Record list:
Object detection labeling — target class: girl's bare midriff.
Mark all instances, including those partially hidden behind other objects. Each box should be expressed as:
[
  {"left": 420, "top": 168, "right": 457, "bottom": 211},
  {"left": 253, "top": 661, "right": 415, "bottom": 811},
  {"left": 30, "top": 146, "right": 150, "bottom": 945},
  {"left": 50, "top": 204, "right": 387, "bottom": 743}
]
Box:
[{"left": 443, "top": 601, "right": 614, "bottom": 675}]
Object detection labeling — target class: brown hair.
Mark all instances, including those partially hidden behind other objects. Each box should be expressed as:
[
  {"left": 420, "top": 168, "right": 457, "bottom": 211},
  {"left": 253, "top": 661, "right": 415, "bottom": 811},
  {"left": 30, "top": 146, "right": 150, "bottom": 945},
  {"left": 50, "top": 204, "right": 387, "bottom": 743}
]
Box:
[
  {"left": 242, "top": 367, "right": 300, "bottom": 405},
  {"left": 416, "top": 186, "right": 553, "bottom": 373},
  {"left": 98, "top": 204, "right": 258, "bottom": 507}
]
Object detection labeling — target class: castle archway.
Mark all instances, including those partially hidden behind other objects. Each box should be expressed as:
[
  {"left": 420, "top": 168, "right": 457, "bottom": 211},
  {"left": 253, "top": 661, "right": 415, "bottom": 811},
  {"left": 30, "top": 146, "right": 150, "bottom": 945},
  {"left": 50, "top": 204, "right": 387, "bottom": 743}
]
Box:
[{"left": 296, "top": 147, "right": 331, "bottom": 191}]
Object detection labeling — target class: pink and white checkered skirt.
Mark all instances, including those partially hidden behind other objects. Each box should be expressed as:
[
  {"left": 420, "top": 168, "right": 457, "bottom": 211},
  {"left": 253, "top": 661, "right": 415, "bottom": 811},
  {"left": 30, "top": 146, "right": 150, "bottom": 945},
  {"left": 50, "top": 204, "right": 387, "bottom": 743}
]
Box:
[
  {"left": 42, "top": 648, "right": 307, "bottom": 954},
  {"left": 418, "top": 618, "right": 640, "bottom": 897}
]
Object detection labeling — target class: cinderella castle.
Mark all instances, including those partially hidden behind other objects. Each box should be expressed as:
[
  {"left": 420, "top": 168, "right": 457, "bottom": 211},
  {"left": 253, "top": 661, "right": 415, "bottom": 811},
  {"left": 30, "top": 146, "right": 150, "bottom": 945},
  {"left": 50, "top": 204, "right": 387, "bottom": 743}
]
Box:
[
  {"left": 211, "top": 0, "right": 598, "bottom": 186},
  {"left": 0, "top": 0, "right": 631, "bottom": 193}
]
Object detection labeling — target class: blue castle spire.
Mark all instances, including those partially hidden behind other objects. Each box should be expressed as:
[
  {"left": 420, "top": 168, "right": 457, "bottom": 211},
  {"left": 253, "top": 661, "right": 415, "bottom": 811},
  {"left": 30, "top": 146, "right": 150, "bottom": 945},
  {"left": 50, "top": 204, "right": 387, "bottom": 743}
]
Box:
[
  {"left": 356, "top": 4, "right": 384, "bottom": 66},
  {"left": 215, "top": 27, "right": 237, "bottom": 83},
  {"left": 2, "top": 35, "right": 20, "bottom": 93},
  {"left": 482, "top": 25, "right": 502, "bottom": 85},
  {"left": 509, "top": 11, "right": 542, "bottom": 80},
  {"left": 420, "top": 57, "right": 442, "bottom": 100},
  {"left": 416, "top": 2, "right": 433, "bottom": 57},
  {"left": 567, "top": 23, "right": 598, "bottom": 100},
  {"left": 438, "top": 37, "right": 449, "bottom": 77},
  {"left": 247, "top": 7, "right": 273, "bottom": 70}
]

Given request: Quote all of the items above word for word, from the first line to the last.

Written reply:
Object detection labeling — target class: girl's bare midriff.
Mark all instances, including those partially hidden behind other objects. Each box should be expressed as:
[
  {"left": 420, "top": 168, "right": 457, "bottom": 211},
  {"left": 253, "top": 661, "right": 415, "bottom": 811},
  {"left": 30, "top": 146, "right": 150, "bottom": 945},
  {"left": 50, "top": 204, "right": 387, "bottom": 743}
]
Box:
[{"left": 443, "top": 601, "right": 614, "bottom": 675}]
Object detection labeling — target class: brown hair.
Mark all instances, including those partially hidden behind other objects. Each box should be expressed as:
[
  {"left": 420, "top": 168, "right": 457, "bottom": 211},
  {"left": 253, "top": 661, "right": 415, "bottom": 811},
  {"left": 30, "top": 146, "right": 150, "bottom": 945},
  {"left": 50, "top": 204, "right": 387, "bottom": 743}
]
Box:
[
  {"left": 242, "top": 367, "right": 300, "bottom": 405},
  {"left": 416, "top": 186, "right": 553, "bottom": 373},
  {"left": 98, "top": 204, "right": 258, "bottom": 507}
]
Object detection labeling — target class: castle archway.
Mark all instances, including those partially hidden behind other objects. Each box should be expressed as:
[
  {"left": 420, "top": 168, "right": 457, "bottom": 211},
  {"left": 253, "top": 661, "right": 415, "bottom": 811},
  {"left": 30, "top": 146, "right": 150, "bottom": 945},
  {"left": 50, "top": 204, "right": 387, "bottom": 743}
]
Box:
[{"left": 296, "top": 147, "right": 331, "bottom": 191}]
Object detection labeling — target class: pink and white checkered skirt.
Mark all instances, including those partially hidden behind other objects. Each box should be expressed as:
[
  {"left": 420, "top": 168, "right": 457, "bottom": 211},
  {"left": 253, "top": 661, "right": 415, "bottom": 811},
  {"left": 30, "top": 146, "right": 150, "bottom": 945},
  {"left": 50, "top": 204, "right": 387, "bottom": 743}
]
Box:
[
  {"left": 42, "top": 648, "right": 307, "bottom": 954},
  {"left": 418, "top": 618, "right": 640, "bottom": 897}
]
Object detection labeling — target class: cinderella castle.
Mark all instances, including those partially hidden behind other objects. Each box should be expressed as:
[
  {"left": 420, "top": 168, "right": 457, "bottom": 211},
  {"left": 253, "top": 661, "right": 415, "bottom": 811},
  {"left": 30, "top": 146, "right": 150, "bottom": 945},
  {"left": 50, "top": 204, "right": 387, "bottom": 743}
]
Box:
[
  {"left": 211, "top": 0, "right": 598, "bottom": 186},
  {"left": 0, "top": 0, "right": 631, "bottom": 193}
]
Object detection labeling — target class: blue castle spire.
Mark all instances, including those partially hidden behind other objects. Each box should be expressed as:
[
  {"left": 420, "top": 168, "right": 457, "bottom": 211},
  {"left": 253, "top": 661, "right": 415, "bottom": 811},
  {"left": 30, "top": 146, "right": 150, "bottom": 945},
  {"left": 50, "top": 204, "right": 387, "bottom": 743}
]
Box:
[
  {"left": 356, "top": 4, "right": 384, "bottom": 66},
  {"left": 215, "top": 27, "right": 237, "bottom": 83},
  {"left": 2, "top": 35, "right": 20, "bottom": 93},
  {"left": 482, "top": 25, "right": 502, "bottom": 85},
  {"left": 509, "top": 11, "right": 542, "bottom": 80},
  {"left": 420, "top": 57, "right": 442, "bottom": 100},
  {"left": 416, "top": 2, "right": 433, "bottom": 57},
  {"left": 567, "top": 23, "right": 598, "bottom": 100},
  {"left": 438, "top": 37, "right": 449, "bottom": 77},
  {"left": 247, "top": 7, "right": 273, "bottom": 70}
]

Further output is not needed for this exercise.